■ Quoted passage ■
* * *
Trumponomics: That Eighties show
Donald Trump’s attempt at Reaganomics will prove costlier than the original
FOR the moment, the policy priorities of the Trump administration-in-waiting are a basket of unknowables. Plans to scrap Obamacare or re-deregulate America’s financial sector, though dear to Republican hearts, are easier to champion on the campaign stump than to implement. A step away from globalism—Donald Trump’s most consistent campaign theme—could make for an awkward opening gambit given pockets of Republican resistance to overt protectionism. Tax cuts and infrastructure spending, on the other hand, look like an easy and unifying win for the new administration. And indeed, market moves since Mr Trump’s victory seem to imply an expectation of a Ronald Reaganesque turn in American fiscal policy; government-bond yields have risen, seemingly in expectation of bigger deficits, faster growth and higher inflation. Yet any resemblance that Mr Trump’s plans may bear to Reaganomics is as much a cause for concern as for optimism.
The president-elect’s tax proposals are easily the boldest since Reagan’s. Mr Trump’s plan would slash the highest marginal income-tax rates, cut rates of tax on corporate income and on capital gains, and eliminate federal inheritance and gift taxes entirely. According to an analysis by the Tax Policy Centre, a think-tank, the plan would reduce annual federal-tax revenue by about 4% of GDP. In contrast, in the first four years after its implementation the tax reform act of 1981 reduced annual revenue by almost 3% of GDP. At the same time, Mr Trump seems keen on new government spending; his transition-team website refers to $550bn in desired new infrastructure investment. Even if the legislation to emerge from Congress is more moderate, as seems likely, a big dose of tax cuts and new spending appears to be in the offing.
Stimulus would have its benefits. Higher inflation would be a welcome change from the spectre of deflation that until recently stalked the rich world. Some economists reckon that running the economy “hot”, to the extent that demand outstrips its productive potential, could nurture growth in America’s economic capacity: by bringing workers on the margins of the labour force back into employment, for example. Yet a Reaganomics rerun would almost certainly do more harm than good. The experience of the 1980s suggests three big causes for concern.
* * *
■ Raw records ■
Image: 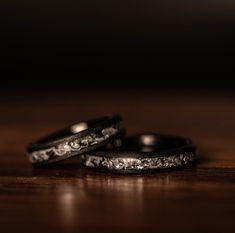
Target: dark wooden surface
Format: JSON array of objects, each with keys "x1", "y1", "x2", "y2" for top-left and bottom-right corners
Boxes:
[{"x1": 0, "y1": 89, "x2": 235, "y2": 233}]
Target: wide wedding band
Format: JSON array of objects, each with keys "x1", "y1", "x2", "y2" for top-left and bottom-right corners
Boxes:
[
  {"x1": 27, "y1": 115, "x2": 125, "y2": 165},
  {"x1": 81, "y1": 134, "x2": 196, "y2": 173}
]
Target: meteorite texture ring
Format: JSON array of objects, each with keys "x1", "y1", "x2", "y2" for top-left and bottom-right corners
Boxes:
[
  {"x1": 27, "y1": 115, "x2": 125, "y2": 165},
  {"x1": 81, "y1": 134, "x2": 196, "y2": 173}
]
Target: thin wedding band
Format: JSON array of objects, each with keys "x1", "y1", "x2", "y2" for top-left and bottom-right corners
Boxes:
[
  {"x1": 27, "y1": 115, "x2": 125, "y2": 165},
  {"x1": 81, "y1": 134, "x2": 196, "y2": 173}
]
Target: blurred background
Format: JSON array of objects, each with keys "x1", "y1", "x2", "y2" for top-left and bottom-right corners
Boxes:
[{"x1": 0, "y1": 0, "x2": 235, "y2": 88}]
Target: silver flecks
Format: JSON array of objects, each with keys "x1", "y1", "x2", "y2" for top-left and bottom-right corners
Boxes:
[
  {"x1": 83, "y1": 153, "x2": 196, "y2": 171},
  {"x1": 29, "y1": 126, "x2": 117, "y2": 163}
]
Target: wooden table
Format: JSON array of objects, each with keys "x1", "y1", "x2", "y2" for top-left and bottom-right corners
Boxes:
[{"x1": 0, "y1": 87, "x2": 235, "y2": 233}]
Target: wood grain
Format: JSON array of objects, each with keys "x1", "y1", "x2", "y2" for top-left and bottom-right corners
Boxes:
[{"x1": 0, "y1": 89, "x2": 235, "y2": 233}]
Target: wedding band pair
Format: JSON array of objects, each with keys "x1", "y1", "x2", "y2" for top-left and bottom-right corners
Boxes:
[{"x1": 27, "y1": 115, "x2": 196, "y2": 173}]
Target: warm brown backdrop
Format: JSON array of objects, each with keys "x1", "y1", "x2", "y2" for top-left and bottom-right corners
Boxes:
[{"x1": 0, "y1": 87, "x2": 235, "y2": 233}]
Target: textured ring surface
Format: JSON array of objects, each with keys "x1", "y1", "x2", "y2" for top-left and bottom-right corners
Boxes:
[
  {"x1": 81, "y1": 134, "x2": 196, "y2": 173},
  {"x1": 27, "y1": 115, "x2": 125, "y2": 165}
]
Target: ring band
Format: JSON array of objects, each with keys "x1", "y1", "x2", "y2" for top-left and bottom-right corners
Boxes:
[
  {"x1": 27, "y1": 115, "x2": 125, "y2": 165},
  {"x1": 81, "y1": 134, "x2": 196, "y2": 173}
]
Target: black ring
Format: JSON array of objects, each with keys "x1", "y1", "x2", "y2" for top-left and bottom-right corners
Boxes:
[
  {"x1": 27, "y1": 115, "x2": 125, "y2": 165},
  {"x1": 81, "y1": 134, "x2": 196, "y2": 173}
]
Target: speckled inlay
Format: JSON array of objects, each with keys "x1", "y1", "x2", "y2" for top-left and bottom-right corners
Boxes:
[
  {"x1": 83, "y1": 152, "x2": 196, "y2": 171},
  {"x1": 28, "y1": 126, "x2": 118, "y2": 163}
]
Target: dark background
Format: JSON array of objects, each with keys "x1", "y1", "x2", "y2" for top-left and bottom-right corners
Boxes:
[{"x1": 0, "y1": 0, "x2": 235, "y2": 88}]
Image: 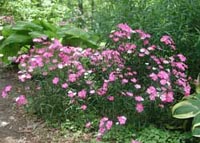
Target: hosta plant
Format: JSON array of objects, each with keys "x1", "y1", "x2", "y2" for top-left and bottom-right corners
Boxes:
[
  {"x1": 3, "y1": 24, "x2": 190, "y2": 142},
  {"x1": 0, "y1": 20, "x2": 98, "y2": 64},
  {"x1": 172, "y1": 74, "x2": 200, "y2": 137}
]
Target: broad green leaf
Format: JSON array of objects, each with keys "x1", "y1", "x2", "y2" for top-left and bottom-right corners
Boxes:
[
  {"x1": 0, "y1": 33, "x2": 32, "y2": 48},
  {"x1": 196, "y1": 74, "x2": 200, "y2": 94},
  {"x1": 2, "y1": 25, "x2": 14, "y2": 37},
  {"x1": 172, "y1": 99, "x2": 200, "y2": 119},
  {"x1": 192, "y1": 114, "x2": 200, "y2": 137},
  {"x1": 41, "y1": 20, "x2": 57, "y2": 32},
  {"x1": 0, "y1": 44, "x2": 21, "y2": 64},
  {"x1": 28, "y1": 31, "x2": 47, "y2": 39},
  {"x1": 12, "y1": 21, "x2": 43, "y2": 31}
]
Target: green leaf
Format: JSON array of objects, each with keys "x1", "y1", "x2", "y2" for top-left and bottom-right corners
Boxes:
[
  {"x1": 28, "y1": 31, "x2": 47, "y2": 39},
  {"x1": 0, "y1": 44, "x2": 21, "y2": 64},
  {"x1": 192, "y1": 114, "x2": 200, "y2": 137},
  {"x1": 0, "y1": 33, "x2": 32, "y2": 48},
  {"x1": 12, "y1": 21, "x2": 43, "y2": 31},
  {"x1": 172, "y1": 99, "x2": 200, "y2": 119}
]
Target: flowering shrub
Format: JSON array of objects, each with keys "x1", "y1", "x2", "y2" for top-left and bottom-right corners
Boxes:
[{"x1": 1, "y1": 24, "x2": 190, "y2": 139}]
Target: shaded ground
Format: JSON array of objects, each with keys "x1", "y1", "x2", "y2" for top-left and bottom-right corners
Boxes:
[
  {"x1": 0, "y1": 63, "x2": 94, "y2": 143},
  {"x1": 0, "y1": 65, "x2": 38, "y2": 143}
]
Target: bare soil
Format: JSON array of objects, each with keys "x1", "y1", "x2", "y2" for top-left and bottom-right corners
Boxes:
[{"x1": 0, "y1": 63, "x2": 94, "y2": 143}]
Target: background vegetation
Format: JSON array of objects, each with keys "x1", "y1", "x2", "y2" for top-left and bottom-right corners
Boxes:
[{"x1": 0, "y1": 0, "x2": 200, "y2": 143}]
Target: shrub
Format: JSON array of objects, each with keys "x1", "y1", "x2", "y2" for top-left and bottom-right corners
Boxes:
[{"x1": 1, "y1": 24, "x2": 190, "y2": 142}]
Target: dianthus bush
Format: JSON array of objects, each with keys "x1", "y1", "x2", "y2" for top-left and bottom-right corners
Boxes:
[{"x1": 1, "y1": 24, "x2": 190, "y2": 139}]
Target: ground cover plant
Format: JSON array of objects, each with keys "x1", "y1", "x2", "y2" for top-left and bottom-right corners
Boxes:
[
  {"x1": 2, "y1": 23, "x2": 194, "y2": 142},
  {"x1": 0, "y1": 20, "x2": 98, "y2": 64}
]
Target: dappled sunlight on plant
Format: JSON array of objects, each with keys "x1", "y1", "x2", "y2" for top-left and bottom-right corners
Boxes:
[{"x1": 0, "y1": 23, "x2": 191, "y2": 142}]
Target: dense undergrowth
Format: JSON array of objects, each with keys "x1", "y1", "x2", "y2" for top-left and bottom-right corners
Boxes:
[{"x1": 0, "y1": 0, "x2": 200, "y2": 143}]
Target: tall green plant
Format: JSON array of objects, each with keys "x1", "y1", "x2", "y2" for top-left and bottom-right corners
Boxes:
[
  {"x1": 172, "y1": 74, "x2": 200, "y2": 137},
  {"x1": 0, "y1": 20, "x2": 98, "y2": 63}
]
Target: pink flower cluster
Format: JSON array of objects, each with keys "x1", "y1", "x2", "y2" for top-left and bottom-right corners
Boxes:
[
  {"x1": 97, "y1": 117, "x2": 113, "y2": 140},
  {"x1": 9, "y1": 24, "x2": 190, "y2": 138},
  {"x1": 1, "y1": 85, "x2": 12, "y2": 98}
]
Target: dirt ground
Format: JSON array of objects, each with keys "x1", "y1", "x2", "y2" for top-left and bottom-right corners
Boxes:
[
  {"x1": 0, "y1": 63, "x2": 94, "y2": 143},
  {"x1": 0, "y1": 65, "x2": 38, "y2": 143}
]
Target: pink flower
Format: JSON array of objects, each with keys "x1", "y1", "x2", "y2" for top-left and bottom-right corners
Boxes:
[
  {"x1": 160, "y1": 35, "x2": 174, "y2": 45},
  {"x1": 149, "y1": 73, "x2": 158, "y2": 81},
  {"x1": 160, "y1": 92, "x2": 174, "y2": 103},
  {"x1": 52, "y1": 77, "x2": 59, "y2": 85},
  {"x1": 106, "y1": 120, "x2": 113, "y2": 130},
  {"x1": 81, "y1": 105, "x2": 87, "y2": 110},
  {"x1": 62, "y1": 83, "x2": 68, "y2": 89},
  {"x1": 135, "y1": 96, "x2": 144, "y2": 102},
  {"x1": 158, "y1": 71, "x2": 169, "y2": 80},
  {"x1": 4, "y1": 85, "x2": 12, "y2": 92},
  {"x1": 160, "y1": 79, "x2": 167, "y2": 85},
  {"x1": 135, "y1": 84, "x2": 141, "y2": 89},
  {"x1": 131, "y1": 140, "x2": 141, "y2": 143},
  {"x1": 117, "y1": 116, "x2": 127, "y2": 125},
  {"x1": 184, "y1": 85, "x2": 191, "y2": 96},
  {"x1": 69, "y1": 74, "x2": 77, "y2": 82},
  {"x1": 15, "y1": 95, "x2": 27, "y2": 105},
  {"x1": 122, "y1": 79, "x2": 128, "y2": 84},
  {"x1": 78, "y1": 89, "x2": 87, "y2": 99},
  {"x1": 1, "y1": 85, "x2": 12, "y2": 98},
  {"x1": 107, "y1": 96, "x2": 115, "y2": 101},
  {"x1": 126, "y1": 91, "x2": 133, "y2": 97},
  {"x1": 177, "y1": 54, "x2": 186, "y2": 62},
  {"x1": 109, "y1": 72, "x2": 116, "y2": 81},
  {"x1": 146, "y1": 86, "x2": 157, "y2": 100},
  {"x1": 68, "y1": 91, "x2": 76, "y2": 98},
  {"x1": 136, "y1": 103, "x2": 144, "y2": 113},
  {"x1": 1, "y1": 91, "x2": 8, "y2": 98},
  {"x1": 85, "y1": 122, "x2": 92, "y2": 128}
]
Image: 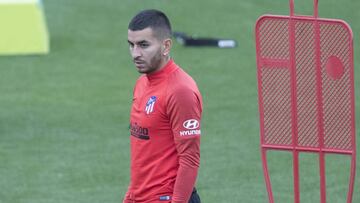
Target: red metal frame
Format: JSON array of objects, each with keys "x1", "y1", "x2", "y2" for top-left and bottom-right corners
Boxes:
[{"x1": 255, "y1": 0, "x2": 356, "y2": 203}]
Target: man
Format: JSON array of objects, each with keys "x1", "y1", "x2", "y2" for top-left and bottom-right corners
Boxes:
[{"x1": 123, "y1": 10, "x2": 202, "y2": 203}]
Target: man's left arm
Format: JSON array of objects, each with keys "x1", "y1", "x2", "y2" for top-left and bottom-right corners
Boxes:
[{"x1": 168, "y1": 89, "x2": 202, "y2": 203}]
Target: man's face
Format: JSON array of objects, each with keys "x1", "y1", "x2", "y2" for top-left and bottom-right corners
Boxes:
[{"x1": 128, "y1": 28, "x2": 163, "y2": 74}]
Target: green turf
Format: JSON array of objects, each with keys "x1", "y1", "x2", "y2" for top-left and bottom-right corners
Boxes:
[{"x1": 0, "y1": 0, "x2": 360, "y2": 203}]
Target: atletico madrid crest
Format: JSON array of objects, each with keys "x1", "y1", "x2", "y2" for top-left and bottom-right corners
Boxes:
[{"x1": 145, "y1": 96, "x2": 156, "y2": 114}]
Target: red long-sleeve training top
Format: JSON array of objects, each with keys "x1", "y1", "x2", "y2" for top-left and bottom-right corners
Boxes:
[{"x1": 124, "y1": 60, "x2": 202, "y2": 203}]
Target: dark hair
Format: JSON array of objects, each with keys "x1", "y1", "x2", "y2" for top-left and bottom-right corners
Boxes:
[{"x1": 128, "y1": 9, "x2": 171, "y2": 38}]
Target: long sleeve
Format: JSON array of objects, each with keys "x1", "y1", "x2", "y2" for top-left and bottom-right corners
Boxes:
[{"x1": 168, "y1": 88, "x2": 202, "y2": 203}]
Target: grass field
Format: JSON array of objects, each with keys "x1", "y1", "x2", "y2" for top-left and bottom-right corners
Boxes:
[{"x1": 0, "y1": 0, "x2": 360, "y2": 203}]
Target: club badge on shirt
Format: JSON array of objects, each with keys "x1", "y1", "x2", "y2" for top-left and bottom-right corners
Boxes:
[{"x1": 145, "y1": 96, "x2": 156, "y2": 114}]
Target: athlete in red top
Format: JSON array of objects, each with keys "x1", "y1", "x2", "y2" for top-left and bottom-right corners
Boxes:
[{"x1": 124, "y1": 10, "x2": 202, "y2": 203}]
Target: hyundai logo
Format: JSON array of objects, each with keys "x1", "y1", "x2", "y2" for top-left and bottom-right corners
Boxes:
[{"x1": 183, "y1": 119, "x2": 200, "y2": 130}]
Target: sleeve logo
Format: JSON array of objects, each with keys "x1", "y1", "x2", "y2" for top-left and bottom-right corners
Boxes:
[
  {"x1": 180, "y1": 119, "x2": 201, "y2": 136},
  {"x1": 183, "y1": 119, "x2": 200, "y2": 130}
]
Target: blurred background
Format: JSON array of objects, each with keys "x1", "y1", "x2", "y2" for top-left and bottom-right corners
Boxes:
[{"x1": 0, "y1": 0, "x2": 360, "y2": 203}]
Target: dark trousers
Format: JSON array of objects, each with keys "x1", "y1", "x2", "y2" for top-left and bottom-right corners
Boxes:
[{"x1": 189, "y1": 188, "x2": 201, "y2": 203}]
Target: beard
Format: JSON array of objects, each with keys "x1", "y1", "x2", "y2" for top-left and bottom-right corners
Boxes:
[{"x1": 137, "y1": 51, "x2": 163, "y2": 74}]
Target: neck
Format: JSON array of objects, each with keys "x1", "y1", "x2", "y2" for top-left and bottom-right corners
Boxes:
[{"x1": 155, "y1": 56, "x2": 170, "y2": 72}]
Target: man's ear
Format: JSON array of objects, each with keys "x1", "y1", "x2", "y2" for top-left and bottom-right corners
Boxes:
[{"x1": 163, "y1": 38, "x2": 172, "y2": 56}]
* * *
■ Written instruction 1 ■
According to the article on Trumponomics, why have government-bond yields risen since Mr Trump's victory? Answer in one to three sentences.
■ Written instruction 2 ■
Carry the article on Trumponomics forward from its final sentence.
The rows have no connection to the article on Trumponomics.

■ Exercise response 1 ■
Markets seem to expect a Reagan-style turn in American fiscal policy. Yields have risen in apparent expectation of bigger deficits, faster growth and higher inflation.

■ Exercise response 2 ■
The first is financial instability. American interest rates in the 1980s were remarkably high: thanks initially to Paul Volcker’s efforts to bring down inflation, and later on to faster American growth and heavy government borrowing (see chart). High interest rates attracted money from abroad, pushing up the value of the dollar: it rose, on a trade-weighted basis, by roughly 40% from 1980 to 1985. As a result, developing economies, including many in Latin America, found themselves with unpayable dollar-denominated loans. Sovereign-debt woes crippled the affected countries’ economies; meanwhile, debt defaults and restructurings saddled big American banks with large losses, pushing some to the brink of insolvency. Today, most emerging economies hold far less dollar-denominated public debt. Yet vulnerabilities remain. The Federal Reserve has prepared markets for a gradual pace of monetary tightening. Should higher inflation convince the Fed that more interest-rate hikes are needed sooner, many investors in emerging markets could be caught off guard. A bout of chaotic capital flight could threaten shakier banks or induce governments to adopt capital controls. America, which eventually intervened to help manage the Latin American debt crisis, will probably be slower to lend a hand under Mr Trump.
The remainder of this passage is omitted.